#### Selected text ####

There’s no shift to play against Goldschmidt, even if teams have tried. His spray chart against the shift this year is a nearly symmetrical thing of beauty, a visual representation of the corresponding .418/.500/.704 batting line.
In some sense, Goldschmidt’s metronomic consistency just kept him ready for this moment, for a year where he can bat .332 as the league average sinks to its lowest point since 1968. That was the year after Carl Yastrzemski won his Triple Crown, you’ll recall, the one that looked as though it might be the sport’s last.
The origin story: An 8th-round pick could become 1st drafted Triple Crown winner
Before Miguel Cabrera finally broke through and won the first Triple Crown in recent memory for the Detroit Tigers in 2012, the feat looked like a bygone of previous generations. Perhaps pitching had become too imposing, hitting too specialized. Hitting for power and hitting for average appeared to be too at odds with one another.
That clearly remains true in a lot of cases. If Goldschmidt needed to keep up with the colossus known as Aaron Judge in the AL, he probably wouldn’t be able to — and surely not while batting .332. But whether you like or dislike the current style of play, a less homer-happy baseball puts more nuanced talents on a higher pedestal.

#### Records ####

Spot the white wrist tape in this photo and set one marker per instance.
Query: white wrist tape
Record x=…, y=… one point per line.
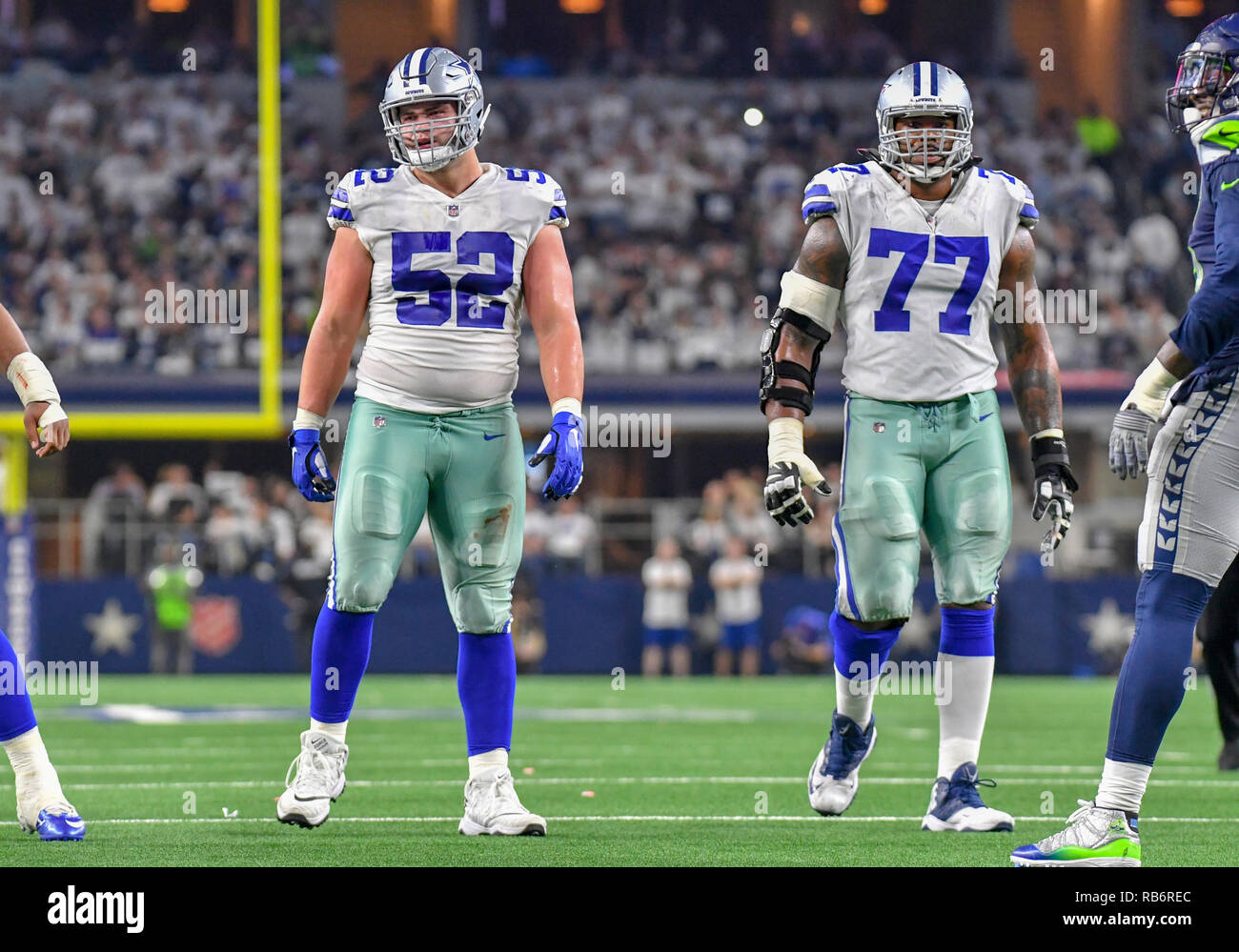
x=787, y=445
x=568, y=403
x=308, y=420
x=813, y=299
x=787, y=439
x=33, y=383
x=1151, y=390
x=31, y=379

####

• _Required work_
a - Does each statement below agree with the Goldschmidt passage? Answer yes or no for each, quoting the exact words of the passage that decide it.
(i) Against the shift this year, Goldschmidt has a .418/.500/.704 batting line.
(ii) Miguel Cabrera won a Triple Crown for the Detroit Tigers in 2012.
(iii) Carl Yastrzemski won his Triple Crown in 1968.
b - Copy word for word the part of the Goldschmidt passage between "The origin story: An" and "with one another.", inclusive.

• _Solutions below_
a -
(i) Yes: "His spray chart against the shift this year is a nearly symmetrical thing of beauty, a visual representation of the corresponding .418/.500/.704 batting line."
(ii) Yes: "Miguel Cabrera finally broke through and won the first Triple Crown in recent memory for the Detroit Tigers in 2012"
(iii) No: "That was the year after Carl Yastrzemski won his Triple Crown"

b -
The origin story: An 8th-round pick could become 1st drafted Triple Crown winner
Before Miguel Cabrera finally broke through and won the first Triple Crown in recent memory for the Detroit Tigers in 2012, the feat looked like a bygone of previous generations. Perhaps pitching had become too imposing, hitting too specialized. Hitting for power and hitting for average appeared to be too at odds with one another.